[Entries for bounding box labeling]
────
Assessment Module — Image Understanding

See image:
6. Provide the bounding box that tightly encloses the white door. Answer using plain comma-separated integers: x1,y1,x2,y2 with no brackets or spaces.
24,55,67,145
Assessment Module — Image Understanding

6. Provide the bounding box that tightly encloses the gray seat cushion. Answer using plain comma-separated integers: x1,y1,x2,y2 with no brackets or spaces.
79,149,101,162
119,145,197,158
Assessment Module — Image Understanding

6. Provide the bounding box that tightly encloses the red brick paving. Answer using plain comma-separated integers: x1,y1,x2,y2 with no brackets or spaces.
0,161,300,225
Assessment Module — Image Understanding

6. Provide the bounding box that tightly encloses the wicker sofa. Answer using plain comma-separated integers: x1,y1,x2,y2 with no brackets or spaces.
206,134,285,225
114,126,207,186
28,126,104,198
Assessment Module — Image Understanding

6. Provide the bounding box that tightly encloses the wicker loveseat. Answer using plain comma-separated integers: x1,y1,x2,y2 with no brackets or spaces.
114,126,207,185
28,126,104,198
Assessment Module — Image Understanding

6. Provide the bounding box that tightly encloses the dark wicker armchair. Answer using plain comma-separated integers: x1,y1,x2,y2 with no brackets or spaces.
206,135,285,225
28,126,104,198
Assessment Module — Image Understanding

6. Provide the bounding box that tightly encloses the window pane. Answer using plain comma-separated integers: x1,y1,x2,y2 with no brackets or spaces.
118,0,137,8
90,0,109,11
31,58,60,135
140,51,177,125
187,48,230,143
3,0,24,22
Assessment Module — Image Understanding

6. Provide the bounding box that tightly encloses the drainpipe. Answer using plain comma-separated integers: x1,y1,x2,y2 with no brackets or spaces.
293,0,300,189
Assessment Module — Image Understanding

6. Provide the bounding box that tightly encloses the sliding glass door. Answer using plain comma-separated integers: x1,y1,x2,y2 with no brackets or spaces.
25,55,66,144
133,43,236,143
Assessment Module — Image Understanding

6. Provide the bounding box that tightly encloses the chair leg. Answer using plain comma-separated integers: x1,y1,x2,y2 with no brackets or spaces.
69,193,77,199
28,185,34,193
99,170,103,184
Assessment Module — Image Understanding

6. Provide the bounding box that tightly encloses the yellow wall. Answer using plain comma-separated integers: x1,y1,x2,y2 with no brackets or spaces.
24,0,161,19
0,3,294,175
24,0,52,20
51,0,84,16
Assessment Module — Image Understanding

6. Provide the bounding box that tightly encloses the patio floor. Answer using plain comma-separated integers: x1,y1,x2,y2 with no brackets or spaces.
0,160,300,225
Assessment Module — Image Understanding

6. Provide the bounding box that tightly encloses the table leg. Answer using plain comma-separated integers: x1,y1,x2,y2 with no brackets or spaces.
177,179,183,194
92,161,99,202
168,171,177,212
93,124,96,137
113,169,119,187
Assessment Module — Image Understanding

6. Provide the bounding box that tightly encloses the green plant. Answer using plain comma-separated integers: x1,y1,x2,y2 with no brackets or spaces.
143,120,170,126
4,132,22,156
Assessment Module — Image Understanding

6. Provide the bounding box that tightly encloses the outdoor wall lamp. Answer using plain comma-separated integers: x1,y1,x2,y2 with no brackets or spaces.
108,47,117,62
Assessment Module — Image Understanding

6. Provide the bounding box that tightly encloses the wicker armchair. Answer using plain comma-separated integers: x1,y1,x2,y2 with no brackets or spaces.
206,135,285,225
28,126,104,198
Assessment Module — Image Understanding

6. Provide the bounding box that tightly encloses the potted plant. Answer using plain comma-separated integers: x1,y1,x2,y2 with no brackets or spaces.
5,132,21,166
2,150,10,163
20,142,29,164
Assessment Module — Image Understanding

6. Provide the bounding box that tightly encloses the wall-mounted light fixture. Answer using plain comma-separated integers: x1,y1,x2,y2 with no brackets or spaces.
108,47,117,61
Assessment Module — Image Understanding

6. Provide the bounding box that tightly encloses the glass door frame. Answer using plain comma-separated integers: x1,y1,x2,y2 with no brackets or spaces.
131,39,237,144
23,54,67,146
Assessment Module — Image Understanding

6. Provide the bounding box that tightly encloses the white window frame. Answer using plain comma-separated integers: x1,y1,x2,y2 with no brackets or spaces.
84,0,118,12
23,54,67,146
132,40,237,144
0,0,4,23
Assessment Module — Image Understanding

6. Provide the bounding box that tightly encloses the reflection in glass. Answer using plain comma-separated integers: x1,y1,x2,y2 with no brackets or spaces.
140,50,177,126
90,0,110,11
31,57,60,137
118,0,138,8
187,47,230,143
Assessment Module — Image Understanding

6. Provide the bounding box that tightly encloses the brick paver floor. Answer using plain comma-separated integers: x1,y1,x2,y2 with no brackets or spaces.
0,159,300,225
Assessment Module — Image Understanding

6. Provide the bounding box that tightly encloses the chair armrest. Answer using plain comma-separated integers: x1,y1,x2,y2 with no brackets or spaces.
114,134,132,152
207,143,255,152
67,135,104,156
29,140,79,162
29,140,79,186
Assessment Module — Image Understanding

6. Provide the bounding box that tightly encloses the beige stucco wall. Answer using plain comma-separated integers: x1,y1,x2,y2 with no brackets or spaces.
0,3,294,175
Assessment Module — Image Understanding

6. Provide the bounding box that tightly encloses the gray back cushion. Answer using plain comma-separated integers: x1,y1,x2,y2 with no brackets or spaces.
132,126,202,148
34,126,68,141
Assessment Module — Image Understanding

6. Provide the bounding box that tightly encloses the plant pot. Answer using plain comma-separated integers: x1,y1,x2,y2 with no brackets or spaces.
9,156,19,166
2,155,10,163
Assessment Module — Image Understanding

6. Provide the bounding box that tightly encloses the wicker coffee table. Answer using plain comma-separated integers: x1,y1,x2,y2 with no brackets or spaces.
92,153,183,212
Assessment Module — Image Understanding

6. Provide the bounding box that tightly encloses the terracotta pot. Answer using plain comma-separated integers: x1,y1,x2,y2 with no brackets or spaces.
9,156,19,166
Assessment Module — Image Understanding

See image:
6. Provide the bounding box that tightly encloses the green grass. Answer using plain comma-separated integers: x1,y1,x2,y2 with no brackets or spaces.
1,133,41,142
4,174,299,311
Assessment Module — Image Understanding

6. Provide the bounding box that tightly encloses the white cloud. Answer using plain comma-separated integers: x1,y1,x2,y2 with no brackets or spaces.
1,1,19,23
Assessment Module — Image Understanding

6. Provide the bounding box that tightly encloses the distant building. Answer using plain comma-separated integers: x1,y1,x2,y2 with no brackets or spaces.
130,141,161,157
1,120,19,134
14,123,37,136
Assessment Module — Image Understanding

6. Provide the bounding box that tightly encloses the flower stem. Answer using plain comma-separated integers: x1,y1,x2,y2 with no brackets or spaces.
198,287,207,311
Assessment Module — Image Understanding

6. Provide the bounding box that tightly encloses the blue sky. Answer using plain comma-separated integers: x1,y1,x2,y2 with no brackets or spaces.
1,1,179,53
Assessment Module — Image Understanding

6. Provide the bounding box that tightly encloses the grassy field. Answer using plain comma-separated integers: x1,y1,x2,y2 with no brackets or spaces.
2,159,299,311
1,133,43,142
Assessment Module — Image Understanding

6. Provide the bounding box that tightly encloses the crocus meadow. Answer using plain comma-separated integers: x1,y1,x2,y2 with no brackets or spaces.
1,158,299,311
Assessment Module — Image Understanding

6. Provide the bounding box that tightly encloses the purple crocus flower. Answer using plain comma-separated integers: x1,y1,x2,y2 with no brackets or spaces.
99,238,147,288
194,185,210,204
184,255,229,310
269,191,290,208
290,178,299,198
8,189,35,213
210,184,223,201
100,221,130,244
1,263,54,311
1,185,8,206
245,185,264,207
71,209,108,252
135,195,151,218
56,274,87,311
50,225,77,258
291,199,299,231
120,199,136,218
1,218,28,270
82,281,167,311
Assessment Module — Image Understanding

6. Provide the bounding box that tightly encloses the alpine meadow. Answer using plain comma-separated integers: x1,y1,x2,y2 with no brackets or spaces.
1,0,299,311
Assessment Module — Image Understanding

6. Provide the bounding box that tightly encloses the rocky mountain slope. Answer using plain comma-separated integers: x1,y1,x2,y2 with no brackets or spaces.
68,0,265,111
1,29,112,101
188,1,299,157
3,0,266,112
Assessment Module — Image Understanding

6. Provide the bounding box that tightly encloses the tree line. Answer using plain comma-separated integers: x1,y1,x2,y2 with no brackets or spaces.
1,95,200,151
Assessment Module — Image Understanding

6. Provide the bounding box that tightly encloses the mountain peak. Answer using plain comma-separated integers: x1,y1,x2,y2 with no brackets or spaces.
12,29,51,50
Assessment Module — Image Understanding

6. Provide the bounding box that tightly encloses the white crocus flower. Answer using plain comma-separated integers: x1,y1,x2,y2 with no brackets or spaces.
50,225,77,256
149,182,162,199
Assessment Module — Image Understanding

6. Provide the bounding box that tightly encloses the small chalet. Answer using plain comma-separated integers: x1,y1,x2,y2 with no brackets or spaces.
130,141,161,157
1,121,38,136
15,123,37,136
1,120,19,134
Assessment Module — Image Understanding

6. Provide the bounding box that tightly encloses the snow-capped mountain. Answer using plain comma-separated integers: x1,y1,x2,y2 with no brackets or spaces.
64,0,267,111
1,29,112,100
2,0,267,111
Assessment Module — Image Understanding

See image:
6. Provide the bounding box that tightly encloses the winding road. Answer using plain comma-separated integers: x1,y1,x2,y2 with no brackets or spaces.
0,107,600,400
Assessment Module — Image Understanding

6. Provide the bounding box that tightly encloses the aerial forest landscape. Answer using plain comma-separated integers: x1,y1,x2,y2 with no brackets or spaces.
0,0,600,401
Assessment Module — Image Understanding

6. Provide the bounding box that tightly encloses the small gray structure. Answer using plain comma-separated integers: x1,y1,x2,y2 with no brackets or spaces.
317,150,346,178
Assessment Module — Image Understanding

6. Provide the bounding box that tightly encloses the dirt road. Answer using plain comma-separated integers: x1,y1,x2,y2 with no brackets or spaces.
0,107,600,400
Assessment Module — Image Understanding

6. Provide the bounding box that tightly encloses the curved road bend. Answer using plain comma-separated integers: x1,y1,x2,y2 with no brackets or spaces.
────
Set task ▸ Write out word for word the part of the items that runs from the very start through the line containing "119,145,197,158", including both ends.

Reply to the task ▸
Assessment Module — Image Understanding

See image:
6. Provide the bounding box that tightly encloses the white door. Answer using plain comma-separated integers: x1,y1,x2,y2 with no brackets or spaces.
24,55,67,145
Assessment Module — Image Understanding

6. Provide the bounding box that tightly encloses the gray seat cushion. Answer using plain comma-separated integers: x1,y1,x2,y2 with no brackets or spaces.
79,149,101,162
119,145,197,158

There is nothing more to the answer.